### TÂCHE DONNÉE
Relevez toutes les lignes des entrées qui contiennent la chaîne "this".

Lignes du jeu de données sur l'emplacement des objets
►
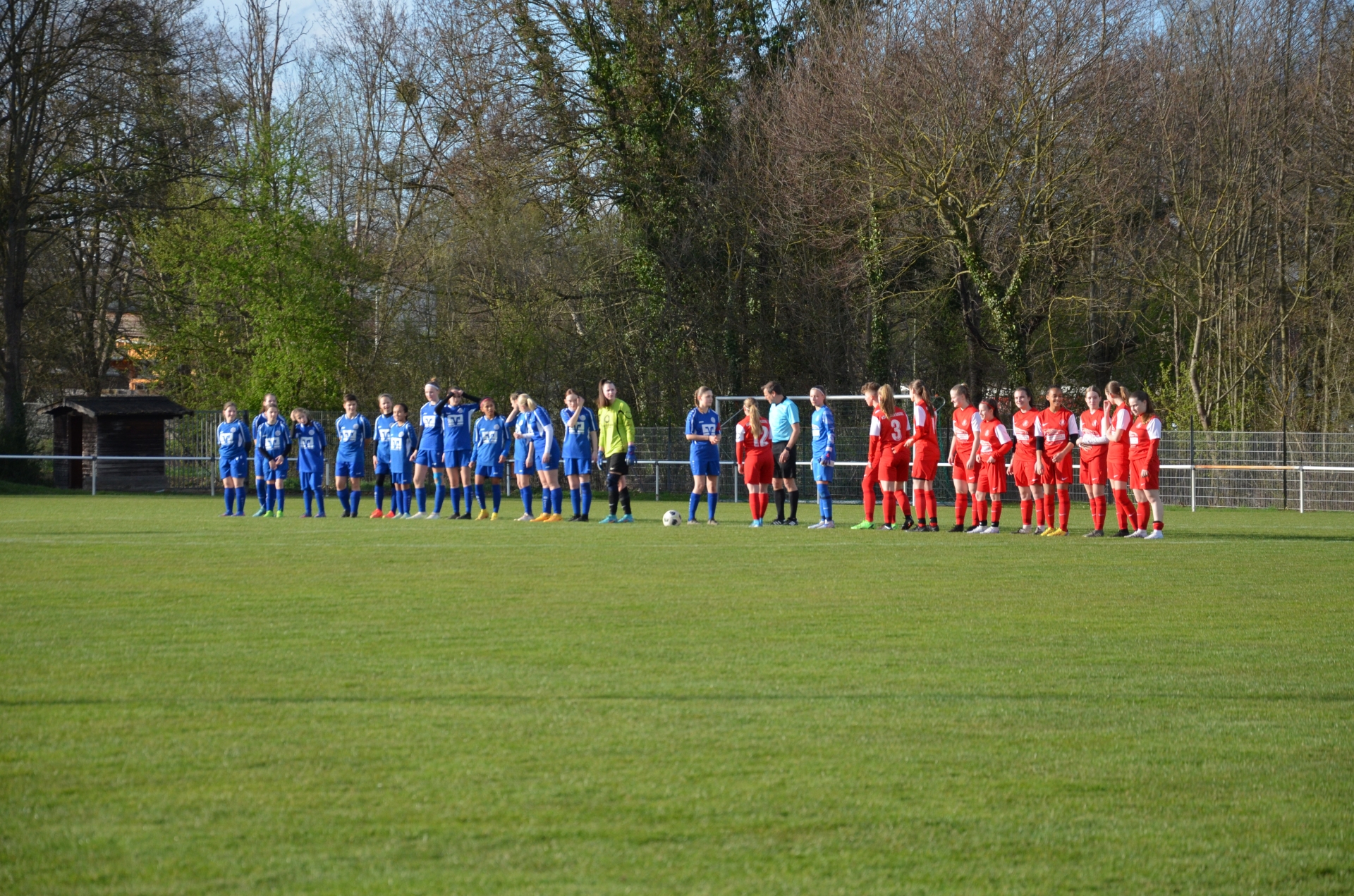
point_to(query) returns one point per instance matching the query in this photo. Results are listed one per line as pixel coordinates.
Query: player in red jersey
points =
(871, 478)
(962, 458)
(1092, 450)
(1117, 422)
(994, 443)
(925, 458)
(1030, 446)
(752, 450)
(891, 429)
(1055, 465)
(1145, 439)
◄
### RÉSULTAT CORRECT
point_to(query) returns one point per instance matching the query in this photo. Results are listed one per line as pixel coordinates.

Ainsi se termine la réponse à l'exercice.